### [What to do]
Reproduce the data word for word, keeping every line complete.

Dataset entries:
Start of Block
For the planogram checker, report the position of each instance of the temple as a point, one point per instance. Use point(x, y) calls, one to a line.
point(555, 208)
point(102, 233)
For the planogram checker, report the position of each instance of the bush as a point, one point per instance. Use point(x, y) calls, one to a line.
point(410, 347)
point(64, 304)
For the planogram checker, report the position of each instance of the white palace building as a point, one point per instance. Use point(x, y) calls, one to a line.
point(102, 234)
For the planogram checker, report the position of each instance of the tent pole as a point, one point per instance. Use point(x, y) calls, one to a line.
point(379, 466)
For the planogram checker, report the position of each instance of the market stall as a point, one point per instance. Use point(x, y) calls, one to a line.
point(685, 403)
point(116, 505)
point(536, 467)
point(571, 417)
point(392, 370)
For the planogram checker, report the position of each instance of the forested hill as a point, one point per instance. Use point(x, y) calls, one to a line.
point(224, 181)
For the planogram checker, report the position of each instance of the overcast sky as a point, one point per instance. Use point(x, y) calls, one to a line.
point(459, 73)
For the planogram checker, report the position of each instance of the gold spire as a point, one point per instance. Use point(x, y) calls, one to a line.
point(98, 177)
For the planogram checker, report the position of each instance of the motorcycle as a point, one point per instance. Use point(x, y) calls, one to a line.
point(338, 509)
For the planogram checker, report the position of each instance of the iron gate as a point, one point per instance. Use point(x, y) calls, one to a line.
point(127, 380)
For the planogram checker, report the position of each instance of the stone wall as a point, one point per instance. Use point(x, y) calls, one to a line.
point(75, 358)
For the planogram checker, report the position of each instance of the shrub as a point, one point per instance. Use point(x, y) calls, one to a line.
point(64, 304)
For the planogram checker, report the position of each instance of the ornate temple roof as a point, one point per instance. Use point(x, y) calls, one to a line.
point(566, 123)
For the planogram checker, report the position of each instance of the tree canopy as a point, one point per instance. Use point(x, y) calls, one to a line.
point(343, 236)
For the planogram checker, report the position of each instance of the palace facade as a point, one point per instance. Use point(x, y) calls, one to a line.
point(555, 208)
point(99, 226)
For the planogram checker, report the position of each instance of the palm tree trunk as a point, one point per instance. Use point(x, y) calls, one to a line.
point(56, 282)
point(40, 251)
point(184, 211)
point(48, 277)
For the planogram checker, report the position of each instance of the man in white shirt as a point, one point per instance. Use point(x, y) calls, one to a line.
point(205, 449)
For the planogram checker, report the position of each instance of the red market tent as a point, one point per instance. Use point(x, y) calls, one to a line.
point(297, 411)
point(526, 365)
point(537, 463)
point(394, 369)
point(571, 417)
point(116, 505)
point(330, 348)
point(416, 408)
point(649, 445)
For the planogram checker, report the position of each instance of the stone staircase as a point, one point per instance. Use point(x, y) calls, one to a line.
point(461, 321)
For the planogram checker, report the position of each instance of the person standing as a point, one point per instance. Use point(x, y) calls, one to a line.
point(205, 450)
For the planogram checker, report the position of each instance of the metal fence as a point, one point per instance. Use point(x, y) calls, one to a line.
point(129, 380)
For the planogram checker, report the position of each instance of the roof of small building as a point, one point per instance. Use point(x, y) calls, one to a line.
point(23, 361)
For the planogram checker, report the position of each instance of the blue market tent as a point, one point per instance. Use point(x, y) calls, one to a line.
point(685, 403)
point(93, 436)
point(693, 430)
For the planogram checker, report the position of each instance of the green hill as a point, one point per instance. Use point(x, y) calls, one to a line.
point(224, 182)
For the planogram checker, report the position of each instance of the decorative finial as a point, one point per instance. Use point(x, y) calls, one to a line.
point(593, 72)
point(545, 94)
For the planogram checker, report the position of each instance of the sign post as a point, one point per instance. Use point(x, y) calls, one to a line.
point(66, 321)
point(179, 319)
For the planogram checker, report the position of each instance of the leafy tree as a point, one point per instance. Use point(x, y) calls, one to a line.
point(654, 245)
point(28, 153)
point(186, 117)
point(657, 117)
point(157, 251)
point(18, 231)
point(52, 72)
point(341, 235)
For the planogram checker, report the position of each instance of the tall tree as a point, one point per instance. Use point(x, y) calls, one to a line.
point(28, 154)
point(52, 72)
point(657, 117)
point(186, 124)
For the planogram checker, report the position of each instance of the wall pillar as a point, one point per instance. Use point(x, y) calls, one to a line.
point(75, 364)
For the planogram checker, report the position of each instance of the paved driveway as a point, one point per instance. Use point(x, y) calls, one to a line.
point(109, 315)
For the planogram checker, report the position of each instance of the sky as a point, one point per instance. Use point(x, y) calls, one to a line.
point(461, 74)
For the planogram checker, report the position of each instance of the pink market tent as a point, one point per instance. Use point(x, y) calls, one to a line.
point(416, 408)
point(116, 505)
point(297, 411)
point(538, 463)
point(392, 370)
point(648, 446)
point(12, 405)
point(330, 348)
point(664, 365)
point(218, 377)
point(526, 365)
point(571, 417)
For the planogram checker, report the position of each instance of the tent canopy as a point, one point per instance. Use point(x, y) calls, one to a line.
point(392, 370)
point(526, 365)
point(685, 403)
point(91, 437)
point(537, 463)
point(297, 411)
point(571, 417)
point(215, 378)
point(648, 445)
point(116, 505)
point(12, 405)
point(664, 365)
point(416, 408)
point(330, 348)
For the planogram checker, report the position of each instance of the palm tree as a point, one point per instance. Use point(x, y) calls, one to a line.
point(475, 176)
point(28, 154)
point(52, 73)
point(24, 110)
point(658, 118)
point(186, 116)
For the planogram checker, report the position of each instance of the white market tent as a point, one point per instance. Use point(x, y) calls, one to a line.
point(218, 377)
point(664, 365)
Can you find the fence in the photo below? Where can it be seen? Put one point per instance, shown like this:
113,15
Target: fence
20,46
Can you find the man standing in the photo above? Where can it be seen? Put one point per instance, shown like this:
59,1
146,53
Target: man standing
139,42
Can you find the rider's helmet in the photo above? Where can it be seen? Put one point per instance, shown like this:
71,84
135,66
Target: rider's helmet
End of Block
### [Exercise output]
For the planogram checker, report the position of each instance of the temple as a point, one point per instance. Use point(x, y) calls, one to a line.
point(555, 208)
point(102, 233)
For the planogram checker, report the position of each instance of the bush as a point, one point per instance. Use point(x, y) calls, one to a line.
point(410, 347)
point(64, 304)
For the planogram checker, report the position of each instance of the white palace building as a point, one point per instance. Use point(x, y) calls, one to a line.
point(102, 234)
For the planogram checker, report the position of each instance of the tent pole as a point, one point per instance. Use point(x, y) calls, one to a line.
point(379, 466)
For the planogram checker, report the position of each instance of the market stall as a point, one point per instance. Use point(x, y) calls, one to a line.
point(685, 403)
point(116, 505)
point(536, 467)
point(571, 417)
point(392, 370)
For the planogram checker, report the position of each instance of the forested hill as a point, one point per instance. Use point(x, y) calls, one to a line.
point(224, 181)
For the planogram checker, report the position of each instance of the overcast sky as a point, one point per instance. Use point(x, y) calls, one to a line.
point(459, 73)
For the planogram checker, report the position of each instance of the gold spire as a point, one point per instance. Use point(x, y) calls, one to a line.
point(98, 177)
For the planogram checker, report the position of each instance of the motorcycle as a point, one point per instance. Use point(x, y) calls, one to a line.
point(338, 509)
For the planogram checker, report the position of each instance of the iron gate as a point, one point per instance. Use point(x, y) calls, one to a line.
point(127, 380)
For the planogram checker, report the position of each instance of the stone wall as a point, one point per instance. Use point(x, y) calls, one to a line.
point(75, 358)
For the planogram checker, report the position of each instance of the shrub as a point, one point per instance. Use point(x, y) calls, one to a line.
point(64, 304)
For the planogram checker, report the position of each instance of the ornate temple roof as a point, one point per instance. Use point(x, y) calls, one to a line.
point(566, 123)
For the planogram checker, report the position of each instance of the tree canopy as a point, one point per instance. Use point(x, y) calls, one to a line.
point(343, 236)
For the planogram checker, report the position of each instance of the palace facade as a point, one point per instance. Use point(x, y) calls, one to a line.
point(555, 208)
point(99, 226)
For the planogram checker, report the position of each instance of the palm tree trunk as a point, one point per instance. Use point(x, y) calls, one to a line.
point(56, 282)
point(40, 251)
point(184, 211)
point(48, 277)
For the planogram checker, report the position of each instance of the man in white shirt as a point, one point per instance. Use point(x, y) calls, one to a line.
point(205, 449)
For the planogram checker, report the position of each instance of the red market tent as a point, one point per instance. Use point(x, y) calls, one to a line.
point(297, 411)
point(526, 365)
point(537, 463)
point(394, 369)
point(571, 417)
point(116, 505)
point(330, 348)
point(416, 408)
point(649, 445)
For the planogram checker, report the position of each instance of the stone staircase as a point, one point per instance. Use point(x, y) calls, one to a line.
point(461, 321)
For the planogram checker, report the position of each instance of the person standing as a point, one point per instance. Use point(x, y) calls, one to a line.
point(205, 450)
For the planogram checker, report the position of each instance of the metal fence as a point, one point per instance. Use point(x, y) calls, one to a line.
point(129, 380)
For the planogram checker, report the position of each instance of the roof of small building as a point, one point per instance. Use point(x, y) calls, one to a line.
point(23, 361)
For the planogram checker, report the position of each instance of the blue market tent as a point, one point per instance. Use point(x, y) calls, one to a line.
point(685, 403)
point(93, 436)
point(693, 430)
For the planogram checker, report the position of each instance of the green hill as a point, one point per instance. Use point(x, y) calls, one to a line.
point(224, 182)
For the planogram checker, report the position of each instance of the decorative finial as a point, one point per instance. Use point(x, y) calls, one to a line.
point(593, 72)
point(545, 94)
For the planogram checker, report the position of each instance of the sign post as a point, one point per instance. Use point(x, y) calls, one to a line.
point(66, 321)
point(179, 319)
For the planogram checker, report the position of each instance of the leafy tree as a point, one point per instance. Use point(x, y) calls, one to a line.
point(654, 245)
point(28, 153)
point(186, 117)
point(657, 117)
point(157, 251)
point(18, 231)
point(52, 72)
point(341, 235)
For the planogram checker, report the position of each instance of the tall tree as a point, one point per instance. Use point(x, y) calls, one to a line.
point(28, 154)
point(52, 72)
point(657, 117)
point(186, 124)
For the planogram checker, report the position of each instance of the wall pillar as a point, one point per instance. Use point(x, y) calls, one to a line.
point(75, 364)
For the planogram checker, report the position of each instance of the paved driveway as a point, one point per instance. Use point(x, y) calls, one to a line.
point(109, 315)
For the planogram checker, report the position of each instance of the sky as a point, one point per instance. Use point(x, y) calls, one to a line.
point(461, 74)
For the planogram checker, report the position of each instance of the pink market tent as a point, one point per instance. Use point(x, y) calls, one to a line.
point(416, 408)
point(116, 505)
point(297, 411)
point(538, 463)
point(392, 370)
point(648, 446)
point(12, 405)
point(330, 348)
point(664, 365)
point(218, 377)
point(526, 365)
point(571, 417)
For the planogram checker, report the position of each instance of the tent canopy as a point, one point per instance. Use point(x, y) calls, one to a line.
point(392, 370)
point(526, 365)
point(685, 403)
point(91, 437)
point(537, 463)
point(297, 411)
point(571, 417)
point(215, 378)
point(648, 445)
point(116, 505)
point(12, 405)
point(664, 365)
point(416, 408)
point(330, 348)
For the planogram checker, report the position of each instance of the palm tree as a point, one point per instance. Use point(x, y) calls, one to a line.
point(475, 176)
point(28, 154)
point(52, 73)
point(24, 110)
point(658, 118)
point(186, 116)
For the planogram checker, report the position of each instance of the white market tent as a point, one point per instance. Use point(x, y) calls, one to a line.
point(218, 377)
point(664, 365)
Can you find the fence in the photo below? Where can it be seen? Put one point per instance, shown like this:
113,15
Target: fence
20,46
Can you find the man standing in the photo above? Where can it be seen? Put one point per instance, shown like this:
59,1
146,53
Target: man standing
139,42
Can you find the rider's helmet in the photo above? Where can it be seen? Put one point per instance, shown like this:
71,84
135,66
Target: rider's helmet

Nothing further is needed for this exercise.